**Exercise task A:** Output the passage of the SpaceEvo code description below, starting with "There are five" and going on through "subnets: SEQnet@pixel4-A[0-4], SEQnet@vnni-A[0-4].".

This is the code for our ICCV'2023 paper titled SpaceEvo: Hardware-Friendly Search Space Design for Efficient INT8 Inference. SpaceEvo is an algorithm to search for INT8-quantization-friendly search spaces based on block-wise knowledge distillation. Then we use NAS algorithms to train and quantize the supernet and search for efficient 8-bit subnets for deployment on different platforms. Check our paper for more details.
Our trained supernets' checkpoints are available in https://drive.google.com/drive/folders/1Bj-EdyAIKWtzKn86pNkLtOE8_HikDONL.
There are five supernets: spaceevo@pixel4, spaceevo@pixel4-medium, spaceevo@pixel4-tiny, spaceevo@vnni and spaceevo@vnni-large.
Download them to ./checkpoints/supernet_training
.
The configs of the specific supernets and subnets after search are in ./data/search_results.yaml
, which contains:
- five supernets: spaceevo@pixel4, spaceevo@pixel4-medium, spaceevo@pixel4-tiny, spaceevo@vnni and spaceevo@vnni-large.
- ten subnets: SEQnet@pixel4-A[0-4], SEQnet@vnni-A[0-4].
You can evaluate these supernets max-subnet's and min-subnet's accuracy and subnet's accuracy by running eval_specific_net.py
.

**Exercise task B:** Switch every "baby stroller" to "shopping cart" in the records from their first line through the line with "column 184, row 236". Give back only those lines, leaving everything else unchanged.

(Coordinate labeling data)
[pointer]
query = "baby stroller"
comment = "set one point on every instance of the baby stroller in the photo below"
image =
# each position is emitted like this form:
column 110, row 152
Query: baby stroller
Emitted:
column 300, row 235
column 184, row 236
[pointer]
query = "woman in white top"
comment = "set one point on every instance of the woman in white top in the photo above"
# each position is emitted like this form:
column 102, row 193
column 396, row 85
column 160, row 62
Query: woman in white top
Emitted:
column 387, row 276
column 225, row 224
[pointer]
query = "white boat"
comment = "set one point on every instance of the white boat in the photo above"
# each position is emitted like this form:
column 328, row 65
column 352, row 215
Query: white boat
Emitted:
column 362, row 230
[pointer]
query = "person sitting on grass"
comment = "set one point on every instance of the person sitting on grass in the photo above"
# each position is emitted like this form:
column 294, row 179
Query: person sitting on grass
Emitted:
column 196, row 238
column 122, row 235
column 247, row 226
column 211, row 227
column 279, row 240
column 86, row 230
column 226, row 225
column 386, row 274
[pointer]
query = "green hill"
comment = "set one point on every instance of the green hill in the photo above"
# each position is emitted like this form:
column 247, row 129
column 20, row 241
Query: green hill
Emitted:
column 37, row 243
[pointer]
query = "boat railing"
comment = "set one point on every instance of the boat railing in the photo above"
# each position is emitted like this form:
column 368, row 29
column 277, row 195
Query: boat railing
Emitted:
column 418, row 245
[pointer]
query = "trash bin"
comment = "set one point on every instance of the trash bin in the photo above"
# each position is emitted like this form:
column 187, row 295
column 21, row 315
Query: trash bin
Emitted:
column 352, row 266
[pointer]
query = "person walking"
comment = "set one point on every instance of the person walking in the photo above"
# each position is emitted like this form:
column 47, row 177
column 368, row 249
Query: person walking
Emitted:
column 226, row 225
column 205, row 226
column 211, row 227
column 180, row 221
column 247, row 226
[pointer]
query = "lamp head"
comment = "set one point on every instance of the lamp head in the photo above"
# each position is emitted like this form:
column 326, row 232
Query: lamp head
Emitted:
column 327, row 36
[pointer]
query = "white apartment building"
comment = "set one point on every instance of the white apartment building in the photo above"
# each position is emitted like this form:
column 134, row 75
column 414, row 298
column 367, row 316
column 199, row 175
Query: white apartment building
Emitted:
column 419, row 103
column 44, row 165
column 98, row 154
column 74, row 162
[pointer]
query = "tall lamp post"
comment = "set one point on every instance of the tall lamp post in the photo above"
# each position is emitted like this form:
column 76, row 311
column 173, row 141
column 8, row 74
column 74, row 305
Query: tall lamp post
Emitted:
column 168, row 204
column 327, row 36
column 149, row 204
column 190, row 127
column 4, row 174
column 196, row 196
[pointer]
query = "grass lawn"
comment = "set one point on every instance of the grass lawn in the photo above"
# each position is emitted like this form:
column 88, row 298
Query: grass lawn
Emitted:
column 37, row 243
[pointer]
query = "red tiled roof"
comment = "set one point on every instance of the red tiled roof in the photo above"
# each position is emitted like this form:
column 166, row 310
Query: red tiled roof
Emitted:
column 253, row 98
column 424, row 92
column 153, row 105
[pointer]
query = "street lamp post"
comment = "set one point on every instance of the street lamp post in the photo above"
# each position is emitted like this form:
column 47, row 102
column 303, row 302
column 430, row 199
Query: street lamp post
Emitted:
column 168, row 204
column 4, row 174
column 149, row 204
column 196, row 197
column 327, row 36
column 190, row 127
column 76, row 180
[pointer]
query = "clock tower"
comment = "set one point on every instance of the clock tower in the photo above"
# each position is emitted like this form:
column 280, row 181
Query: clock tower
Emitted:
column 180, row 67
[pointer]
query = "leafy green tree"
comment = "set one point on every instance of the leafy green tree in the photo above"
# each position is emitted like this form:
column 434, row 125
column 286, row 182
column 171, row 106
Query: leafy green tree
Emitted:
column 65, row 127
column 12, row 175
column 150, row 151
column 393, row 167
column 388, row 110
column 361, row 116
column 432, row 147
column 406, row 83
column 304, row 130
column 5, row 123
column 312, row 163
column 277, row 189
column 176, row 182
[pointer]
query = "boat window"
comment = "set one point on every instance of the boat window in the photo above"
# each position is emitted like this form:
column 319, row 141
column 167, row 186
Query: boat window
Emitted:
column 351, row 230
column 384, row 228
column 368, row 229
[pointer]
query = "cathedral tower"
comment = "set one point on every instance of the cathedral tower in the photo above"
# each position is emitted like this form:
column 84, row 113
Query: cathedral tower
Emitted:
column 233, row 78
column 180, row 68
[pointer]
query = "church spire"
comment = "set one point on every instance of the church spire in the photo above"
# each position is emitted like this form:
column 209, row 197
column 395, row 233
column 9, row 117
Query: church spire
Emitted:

**Correct result A:**
There are five supernets: spaceevo@pixel4, spaceevo@pixel4-medium, spaceevo@pixel4-tiny, spaceevo@vnni and spaceevo@vnni-large.
Download them to ./checkpoints/supernet_training
.
The configs of the specific supernets and subnets after search are in ./data/search_results.yaml
, which contains:
- five supernets: spaceevo@pixel4, spaceevo@pixel4-medium, spaceevo@pixel4-tiny, spaceevo@vnni and spaceevo@vnni-large.
- ten subnets: SEQnet@pixel4-A[0-4], SEQnet@vnni-A[0-4].

**Correct result B:**
[pointer]
query = "shopping cart"
comment = "set one point on every instance of the shopping cart in the photo below"
image =
# each position is emitted like this form:
column 110, row 152
Query: shopping cart
Emitted:
column 300, row 235
column 184, row 236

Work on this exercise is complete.